#### [Set task]
Extract every line of the records below that contains the string "point".

### Task data

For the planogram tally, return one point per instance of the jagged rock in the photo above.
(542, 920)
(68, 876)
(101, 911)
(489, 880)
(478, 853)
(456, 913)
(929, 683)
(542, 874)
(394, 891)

######

#### [Response below]
For the planogram tally, return one point per instance of the jagged rock in the photo above.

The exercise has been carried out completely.